Return everything from the line containing "Point to the red" down to the end of the material below, verbatim and in its original order.

------ Data for this task

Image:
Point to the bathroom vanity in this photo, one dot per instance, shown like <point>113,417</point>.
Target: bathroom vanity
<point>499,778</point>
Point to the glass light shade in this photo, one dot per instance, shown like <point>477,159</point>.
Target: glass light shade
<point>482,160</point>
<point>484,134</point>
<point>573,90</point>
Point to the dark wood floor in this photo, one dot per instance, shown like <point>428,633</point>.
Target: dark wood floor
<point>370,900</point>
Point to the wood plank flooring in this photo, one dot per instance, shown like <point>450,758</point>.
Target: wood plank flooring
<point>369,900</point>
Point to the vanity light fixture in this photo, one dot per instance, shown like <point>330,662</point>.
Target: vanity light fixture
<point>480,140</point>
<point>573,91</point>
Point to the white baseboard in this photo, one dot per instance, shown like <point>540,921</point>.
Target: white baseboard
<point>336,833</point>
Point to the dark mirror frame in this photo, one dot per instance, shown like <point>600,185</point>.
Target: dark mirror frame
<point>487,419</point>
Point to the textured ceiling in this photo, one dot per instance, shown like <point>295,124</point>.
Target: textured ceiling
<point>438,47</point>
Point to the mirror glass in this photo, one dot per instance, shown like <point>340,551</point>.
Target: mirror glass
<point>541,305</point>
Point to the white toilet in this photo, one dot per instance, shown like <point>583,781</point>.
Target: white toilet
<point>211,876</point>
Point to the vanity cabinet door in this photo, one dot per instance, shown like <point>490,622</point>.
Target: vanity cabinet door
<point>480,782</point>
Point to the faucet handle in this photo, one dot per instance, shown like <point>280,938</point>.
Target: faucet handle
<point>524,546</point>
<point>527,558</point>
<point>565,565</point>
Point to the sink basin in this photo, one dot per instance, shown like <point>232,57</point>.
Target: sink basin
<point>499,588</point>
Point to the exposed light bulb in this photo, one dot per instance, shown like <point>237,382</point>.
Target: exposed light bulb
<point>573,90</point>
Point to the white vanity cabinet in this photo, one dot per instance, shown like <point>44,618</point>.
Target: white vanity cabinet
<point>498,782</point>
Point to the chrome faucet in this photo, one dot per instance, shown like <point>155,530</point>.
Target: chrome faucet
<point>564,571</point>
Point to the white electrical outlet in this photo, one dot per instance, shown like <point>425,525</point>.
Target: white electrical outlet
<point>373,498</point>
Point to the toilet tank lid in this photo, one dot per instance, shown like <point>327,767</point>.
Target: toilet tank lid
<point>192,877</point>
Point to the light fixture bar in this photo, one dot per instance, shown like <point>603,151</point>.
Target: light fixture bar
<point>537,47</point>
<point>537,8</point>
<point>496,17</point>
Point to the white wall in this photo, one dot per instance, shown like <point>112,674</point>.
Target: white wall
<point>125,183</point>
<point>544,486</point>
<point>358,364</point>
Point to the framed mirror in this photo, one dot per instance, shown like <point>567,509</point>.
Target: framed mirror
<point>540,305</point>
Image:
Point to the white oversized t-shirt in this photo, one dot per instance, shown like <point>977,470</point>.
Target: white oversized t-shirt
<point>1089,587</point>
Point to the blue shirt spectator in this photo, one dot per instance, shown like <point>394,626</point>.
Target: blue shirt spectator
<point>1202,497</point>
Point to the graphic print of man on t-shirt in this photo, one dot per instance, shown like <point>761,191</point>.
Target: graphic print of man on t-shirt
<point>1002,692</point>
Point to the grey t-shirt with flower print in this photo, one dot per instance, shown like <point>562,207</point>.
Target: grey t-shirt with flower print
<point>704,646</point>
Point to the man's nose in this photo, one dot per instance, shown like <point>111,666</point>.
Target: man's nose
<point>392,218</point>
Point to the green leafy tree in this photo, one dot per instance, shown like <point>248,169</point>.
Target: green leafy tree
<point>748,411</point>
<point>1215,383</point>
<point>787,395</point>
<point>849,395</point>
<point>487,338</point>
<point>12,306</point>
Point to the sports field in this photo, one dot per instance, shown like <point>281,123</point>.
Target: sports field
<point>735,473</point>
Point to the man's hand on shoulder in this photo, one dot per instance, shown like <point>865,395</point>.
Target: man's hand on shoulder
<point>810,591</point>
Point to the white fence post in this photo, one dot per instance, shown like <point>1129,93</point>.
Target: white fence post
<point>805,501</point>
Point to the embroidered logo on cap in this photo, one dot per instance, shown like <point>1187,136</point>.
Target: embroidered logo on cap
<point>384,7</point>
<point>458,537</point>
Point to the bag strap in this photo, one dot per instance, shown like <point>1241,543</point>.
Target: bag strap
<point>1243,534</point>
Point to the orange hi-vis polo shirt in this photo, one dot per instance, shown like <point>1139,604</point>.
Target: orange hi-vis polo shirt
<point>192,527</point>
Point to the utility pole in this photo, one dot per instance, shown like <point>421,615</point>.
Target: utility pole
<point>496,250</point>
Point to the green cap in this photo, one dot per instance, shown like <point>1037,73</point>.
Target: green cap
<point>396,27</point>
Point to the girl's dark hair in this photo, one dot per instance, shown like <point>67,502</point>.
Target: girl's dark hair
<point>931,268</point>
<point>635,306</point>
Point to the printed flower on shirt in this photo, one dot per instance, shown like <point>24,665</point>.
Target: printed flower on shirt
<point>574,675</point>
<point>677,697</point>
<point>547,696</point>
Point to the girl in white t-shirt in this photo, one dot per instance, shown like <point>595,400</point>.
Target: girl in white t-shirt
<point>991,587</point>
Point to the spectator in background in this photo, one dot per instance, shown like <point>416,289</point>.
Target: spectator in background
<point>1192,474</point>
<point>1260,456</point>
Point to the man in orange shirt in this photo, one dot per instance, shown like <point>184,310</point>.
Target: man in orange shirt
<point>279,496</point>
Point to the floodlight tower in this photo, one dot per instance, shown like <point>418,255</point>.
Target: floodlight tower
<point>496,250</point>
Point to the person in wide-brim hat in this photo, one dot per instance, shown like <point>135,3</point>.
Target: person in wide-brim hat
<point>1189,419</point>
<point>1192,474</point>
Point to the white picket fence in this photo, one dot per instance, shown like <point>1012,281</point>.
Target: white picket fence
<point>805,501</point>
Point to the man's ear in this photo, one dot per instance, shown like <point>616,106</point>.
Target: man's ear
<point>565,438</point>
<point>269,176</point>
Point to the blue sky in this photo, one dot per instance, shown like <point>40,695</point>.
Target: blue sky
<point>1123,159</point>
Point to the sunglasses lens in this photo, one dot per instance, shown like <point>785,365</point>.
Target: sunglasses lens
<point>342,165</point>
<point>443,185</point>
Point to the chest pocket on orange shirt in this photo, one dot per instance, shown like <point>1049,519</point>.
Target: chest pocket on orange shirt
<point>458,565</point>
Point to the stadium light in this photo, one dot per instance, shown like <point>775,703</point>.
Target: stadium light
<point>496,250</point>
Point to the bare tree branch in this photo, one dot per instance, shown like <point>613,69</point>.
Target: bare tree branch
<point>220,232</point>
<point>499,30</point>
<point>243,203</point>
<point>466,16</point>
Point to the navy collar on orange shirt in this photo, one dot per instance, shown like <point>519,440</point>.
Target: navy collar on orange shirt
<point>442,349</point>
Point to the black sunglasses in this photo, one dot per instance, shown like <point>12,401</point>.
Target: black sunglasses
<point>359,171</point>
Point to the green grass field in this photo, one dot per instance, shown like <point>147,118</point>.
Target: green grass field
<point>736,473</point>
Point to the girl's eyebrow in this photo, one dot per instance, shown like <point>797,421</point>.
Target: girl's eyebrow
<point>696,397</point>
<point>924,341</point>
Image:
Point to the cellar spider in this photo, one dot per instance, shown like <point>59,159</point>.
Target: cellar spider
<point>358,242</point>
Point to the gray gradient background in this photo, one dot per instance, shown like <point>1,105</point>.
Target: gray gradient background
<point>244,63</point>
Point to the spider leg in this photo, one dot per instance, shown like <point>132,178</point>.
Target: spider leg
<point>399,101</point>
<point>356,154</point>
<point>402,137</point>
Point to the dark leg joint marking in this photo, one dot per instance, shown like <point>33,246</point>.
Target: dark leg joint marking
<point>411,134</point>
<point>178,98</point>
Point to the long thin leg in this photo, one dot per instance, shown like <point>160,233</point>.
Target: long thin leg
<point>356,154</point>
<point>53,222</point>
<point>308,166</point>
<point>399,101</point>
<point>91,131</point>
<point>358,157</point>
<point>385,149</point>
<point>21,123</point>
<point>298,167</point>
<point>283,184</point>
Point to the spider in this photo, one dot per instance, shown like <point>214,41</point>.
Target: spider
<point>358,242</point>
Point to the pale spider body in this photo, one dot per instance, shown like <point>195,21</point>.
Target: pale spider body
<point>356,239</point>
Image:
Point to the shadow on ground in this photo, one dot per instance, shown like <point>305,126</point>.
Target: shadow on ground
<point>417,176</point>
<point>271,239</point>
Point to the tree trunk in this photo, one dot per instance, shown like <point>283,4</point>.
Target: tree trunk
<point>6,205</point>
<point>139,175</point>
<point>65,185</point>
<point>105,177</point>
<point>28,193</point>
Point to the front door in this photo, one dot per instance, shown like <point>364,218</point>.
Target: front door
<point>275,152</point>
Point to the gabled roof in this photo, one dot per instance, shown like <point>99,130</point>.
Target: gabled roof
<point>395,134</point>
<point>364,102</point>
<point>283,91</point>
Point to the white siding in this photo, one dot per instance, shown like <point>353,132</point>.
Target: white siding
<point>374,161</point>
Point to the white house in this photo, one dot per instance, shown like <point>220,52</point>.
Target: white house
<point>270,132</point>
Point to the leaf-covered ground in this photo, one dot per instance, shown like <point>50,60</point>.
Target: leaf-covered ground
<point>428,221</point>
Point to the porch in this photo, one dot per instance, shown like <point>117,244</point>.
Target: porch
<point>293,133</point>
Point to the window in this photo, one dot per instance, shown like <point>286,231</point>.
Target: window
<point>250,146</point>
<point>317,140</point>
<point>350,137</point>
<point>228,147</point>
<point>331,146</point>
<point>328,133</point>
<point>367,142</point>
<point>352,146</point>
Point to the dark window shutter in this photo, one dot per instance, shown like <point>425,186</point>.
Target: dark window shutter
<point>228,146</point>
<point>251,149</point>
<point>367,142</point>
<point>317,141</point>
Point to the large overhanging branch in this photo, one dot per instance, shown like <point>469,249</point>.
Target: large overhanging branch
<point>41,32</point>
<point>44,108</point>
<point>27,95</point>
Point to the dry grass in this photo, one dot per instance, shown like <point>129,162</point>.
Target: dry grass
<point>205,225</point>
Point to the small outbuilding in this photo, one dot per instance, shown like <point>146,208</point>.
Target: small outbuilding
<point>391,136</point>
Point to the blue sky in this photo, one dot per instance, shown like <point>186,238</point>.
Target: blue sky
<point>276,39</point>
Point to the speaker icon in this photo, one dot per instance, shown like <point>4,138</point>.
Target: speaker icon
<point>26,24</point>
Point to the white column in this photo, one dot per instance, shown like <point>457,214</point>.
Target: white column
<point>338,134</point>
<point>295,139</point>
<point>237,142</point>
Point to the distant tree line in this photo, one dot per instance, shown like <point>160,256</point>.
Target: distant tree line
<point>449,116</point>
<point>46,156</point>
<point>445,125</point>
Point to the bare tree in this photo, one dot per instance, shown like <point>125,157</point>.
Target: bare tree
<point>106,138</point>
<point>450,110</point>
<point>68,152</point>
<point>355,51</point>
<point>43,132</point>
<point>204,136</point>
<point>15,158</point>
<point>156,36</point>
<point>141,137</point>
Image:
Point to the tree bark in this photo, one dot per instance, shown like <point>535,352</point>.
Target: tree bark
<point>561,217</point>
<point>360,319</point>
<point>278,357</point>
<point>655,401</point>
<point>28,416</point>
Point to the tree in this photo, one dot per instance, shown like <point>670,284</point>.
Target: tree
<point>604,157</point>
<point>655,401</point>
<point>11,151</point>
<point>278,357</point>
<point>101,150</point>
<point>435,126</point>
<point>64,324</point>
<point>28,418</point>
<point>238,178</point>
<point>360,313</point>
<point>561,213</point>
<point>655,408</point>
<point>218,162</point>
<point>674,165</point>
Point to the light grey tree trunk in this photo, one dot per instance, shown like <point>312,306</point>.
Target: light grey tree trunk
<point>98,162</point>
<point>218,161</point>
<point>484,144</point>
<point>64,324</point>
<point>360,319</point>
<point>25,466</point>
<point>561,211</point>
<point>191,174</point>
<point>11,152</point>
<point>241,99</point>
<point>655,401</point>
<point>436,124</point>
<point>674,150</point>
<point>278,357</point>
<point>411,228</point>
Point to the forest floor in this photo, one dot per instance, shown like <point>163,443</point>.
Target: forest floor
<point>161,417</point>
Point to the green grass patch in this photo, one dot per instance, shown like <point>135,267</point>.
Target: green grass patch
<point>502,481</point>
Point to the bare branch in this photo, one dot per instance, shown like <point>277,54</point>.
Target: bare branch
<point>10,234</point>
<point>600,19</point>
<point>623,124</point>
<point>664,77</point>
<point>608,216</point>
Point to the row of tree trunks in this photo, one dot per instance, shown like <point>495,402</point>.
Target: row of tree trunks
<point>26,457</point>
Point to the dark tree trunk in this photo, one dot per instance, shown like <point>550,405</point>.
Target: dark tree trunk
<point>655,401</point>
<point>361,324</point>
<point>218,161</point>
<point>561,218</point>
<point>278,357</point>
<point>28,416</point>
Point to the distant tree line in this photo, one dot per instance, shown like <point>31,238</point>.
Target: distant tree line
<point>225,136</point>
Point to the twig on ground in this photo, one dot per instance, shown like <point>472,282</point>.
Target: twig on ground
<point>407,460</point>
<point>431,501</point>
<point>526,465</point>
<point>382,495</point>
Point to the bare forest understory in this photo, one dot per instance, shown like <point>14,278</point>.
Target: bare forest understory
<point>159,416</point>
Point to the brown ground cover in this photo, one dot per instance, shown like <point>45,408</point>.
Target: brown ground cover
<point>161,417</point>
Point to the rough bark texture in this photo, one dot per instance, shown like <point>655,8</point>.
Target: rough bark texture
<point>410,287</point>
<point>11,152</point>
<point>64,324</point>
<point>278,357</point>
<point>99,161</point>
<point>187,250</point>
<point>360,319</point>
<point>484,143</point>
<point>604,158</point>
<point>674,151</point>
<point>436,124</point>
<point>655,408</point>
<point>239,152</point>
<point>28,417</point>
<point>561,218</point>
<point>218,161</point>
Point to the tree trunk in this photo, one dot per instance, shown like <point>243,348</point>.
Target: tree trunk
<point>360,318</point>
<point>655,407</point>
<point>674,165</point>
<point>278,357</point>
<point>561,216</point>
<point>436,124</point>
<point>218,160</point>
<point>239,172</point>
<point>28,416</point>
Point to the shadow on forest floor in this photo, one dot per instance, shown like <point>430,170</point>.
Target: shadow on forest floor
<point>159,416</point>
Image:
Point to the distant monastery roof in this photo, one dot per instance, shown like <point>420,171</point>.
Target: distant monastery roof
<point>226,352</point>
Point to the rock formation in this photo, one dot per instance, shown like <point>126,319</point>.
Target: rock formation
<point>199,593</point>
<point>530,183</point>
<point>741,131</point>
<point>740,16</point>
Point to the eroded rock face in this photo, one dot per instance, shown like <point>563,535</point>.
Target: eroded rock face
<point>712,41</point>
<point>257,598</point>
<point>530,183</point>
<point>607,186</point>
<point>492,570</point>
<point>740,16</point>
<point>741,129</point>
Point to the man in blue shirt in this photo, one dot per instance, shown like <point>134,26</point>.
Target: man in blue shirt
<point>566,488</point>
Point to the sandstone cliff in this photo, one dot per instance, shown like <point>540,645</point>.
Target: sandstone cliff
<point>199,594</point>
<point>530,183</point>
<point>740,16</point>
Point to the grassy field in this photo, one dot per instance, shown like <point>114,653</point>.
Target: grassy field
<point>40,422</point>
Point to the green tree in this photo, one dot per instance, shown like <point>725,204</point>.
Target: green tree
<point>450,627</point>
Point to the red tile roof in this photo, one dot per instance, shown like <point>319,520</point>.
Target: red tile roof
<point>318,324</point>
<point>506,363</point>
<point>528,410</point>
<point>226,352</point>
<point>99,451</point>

------------

● **Written reply**
Point to the red tile roof in this photo, one dot per instance, shown like <point>319,520</point>.
Target: red tile roof
<point>318,324</point>
<point>506,363</point>
<point>528,410</point>
<point>226,352</point>
<point>99,451</point>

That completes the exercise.